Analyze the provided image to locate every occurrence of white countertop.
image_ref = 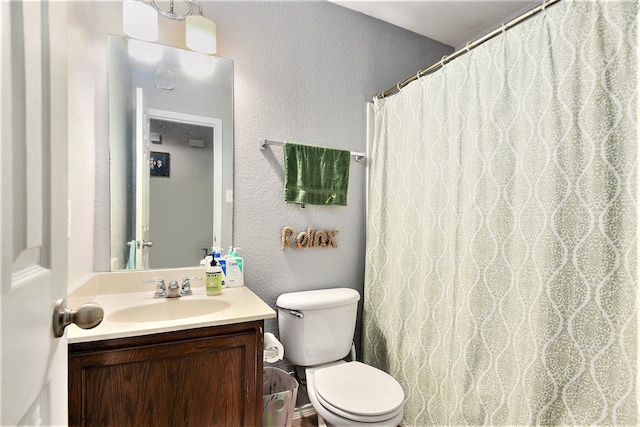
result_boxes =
[67,273,276,344]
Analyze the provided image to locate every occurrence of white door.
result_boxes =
[1,1,69,424]
[135,87,152,269]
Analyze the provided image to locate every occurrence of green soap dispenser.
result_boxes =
[205,258,223,295]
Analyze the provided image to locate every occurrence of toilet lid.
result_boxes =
[314,362,404,418]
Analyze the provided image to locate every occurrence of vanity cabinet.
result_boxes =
[68,320,264,427]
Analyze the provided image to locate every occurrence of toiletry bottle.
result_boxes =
[225,247,244,287]
[232,248,243,283]
[199,248,209,266]
[213,248,226,287]
[200,247,212,266]
[201,254,213,267]
[205,258,222,295]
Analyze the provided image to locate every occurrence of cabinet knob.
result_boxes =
[52,299,104,338]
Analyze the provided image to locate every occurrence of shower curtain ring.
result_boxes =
[397,83,402,92]
[541,1,547,16]
[501,23,507,36]
[440,55,448,68]
[466,42,472,53]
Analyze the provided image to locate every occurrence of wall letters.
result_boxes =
[281,226,339,250]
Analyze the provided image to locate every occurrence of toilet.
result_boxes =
[276,288,404,427]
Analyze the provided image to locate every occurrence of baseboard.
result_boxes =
[293,403,316,420]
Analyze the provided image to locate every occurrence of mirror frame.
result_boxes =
[106,35,234,271]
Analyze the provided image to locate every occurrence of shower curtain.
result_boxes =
[363,1,638,425]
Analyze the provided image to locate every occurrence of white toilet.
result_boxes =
[276,288,404,427]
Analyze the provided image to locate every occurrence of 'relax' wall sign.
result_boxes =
[281,226,339,250]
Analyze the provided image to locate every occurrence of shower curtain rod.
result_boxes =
[375,0,562,99]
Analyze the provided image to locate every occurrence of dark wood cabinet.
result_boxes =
[69,320,264,427]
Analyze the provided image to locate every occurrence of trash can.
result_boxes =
[263,367,299,427]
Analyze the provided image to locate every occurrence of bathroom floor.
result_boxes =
[292,413,317,427]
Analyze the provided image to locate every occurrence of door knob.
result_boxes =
[142,240,153,247]
[52,299,104,338]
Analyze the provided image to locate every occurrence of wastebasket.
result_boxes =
[263,367,299,427]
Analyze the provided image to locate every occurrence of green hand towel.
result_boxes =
[284,142,350,206]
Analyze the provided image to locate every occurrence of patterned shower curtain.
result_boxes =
[363,1,638,425]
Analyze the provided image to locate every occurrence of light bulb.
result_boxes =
[123,0,159,42]
[186,14,217,55]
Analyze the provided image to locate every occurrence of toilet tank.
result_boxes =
[276,288,360,367]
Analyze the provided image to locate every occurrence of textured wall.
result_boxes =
[211,0,451,343]
[67,0,451,377]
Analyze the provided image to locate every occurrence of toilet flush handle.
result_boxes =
[289,310,304,318]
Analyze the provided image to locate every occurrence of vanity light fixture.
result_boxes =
[186,2,217,54]
[122,0,159,42]
[122,0,217,55]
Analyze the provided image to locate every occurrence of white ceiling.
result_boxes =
[329,0,537,48]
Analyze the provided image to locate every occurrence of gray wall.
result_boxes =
[67,0,451,397]
[210,1,451,375]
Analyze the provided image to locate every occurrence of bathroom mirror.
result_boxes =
[108,35,233,270]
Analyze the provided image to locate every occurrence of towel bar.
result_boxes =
[259,139,365,162]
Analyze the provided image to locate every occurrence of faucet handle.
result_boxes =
[180,276,202,296]
[143,278,166,298]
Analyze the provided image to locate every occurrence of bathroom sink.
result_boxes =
[107,298,231,323]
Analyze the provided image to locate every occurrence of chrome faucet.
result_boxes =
[180,276,202,296]
[144,277,201,298]
[166,281,181,298]
[144,278,167,298]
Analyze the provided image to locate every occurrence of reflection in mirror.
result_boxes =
[108,35,233,271]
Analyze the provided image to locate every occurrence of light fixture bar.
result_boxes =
[150,0,192,20]
[123,0,217,55]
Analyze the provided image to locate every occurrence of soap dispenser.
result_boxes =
[205,258,223,295]
[199,247,212,267]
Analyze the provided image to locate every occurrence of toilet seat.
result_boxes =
[312,362,404,423]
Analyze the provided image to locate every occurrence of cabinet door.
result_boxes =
[69,331,259,426]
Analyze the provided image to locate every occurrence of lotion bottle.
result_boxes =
[205,258,222,295]
[225,247,244,287]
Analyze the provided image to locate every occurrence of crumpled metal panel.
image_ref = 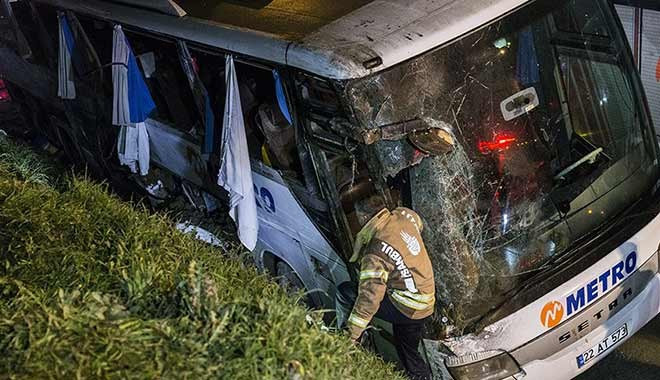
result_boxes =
[345,52,451,131]
[290,0,531,79]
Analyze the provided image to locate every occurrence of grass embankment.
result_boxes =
[0,137,404,379]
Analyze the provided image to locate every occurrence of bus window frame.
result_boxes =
[1,0,32,58]
[184,42,325,195]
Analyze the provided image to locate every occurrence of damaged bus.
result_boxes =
[2,0,660,378]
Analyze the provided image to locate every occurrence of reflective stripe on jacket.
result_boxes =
[348,207,435,341]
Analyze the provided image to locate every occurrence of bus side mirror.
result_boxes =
[409,127,455,156]
[361,117,457,156]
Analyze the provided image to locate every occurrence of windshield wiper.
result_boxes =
[554,147,604,180]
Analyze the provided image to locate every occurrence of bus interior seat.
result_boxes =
[254,101,296,170]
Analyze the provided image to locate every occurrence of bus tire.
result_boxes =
[274,260,314,308]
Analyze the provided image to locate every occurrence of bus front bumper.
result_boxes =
[519,273,660,379]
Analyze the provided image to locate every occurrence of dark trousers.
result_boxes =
[375,296,432,380]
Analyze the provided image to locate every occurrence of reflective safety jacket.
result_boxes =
[347,207,435,341]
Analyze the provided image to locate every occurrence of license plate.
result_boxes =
[576,323,628,368]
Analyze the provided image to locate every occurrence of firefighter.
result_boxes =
[347,203,435,380]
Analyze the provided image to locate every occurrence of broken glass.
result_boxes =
[341,0,658,330]
[373,139,426,178]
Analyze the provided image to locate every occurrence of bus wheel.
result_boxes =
[275,260,312,307]
[275,260,304,292]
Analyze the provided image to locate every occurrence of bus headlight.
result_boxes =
[446,351,521,380]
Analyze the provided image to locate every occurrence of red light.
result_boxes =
[0,79,9,102]
[0,88,10,102]
[479,134,517,154]
[191,57,199,74]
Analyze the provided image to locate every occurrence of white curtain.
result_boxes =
[217,55,259,251]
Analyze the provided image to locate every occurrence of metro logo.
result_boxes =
[540,301,564,328]
[539,251,638,329]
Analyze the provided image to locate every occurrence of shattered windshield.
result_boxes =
[343,0,658,328]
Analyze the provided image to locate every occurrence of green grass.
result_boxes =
[0,135,56,187]
[0,138,404,380]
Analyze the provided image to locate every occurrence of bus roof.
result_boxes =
[40,0,531,80]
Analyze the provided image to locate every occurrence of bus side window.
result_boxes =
[234,62,303,181]
[122,31,201,137]
[75,16,114,97]
[31,2,58,61]
[7,0,46,65]
[188,48,226,155]
[29,4,103,87]
[297,73,340,114]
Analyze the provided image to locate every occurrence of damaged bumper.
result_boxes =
[426,271,660,380]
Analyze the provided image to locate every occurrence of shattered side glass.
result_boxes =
[343,0,658,329]
[374,139,426,178]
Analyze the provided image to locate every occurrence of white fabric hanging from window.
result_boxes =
[116,123,150,175]
[217,55,258,251]
[112,25,155,176]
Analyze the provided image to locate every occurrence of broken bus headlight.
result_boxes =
[445,350,522,380]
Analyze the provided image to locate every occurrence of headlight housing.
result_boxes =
[446,351,522,380]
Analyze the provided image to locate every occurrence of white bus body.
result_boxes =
[1,1,659,379]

———

# PROBLEM REQUIREMENTS:
The expected output is the exact run of lines from the first line of the material above through the line that contains "of toilet lid.", minus any pictures.

# TASK OUTPUT:
Analyze the provided image to locate every occurrence of white countertop.
image_ref = 
result_boxes =
[67,273,276,344]
Analyze the provided image to locate every occurrence of white door.
result_boxes =
[1,1,69,424]
[135,87,152,269]
Analyze the provided image to locate every occurrence of green soap dispenser.
result_boxes =
[205,258,223,295]
Analyze the provided image to locate every occurrence of toilet lid.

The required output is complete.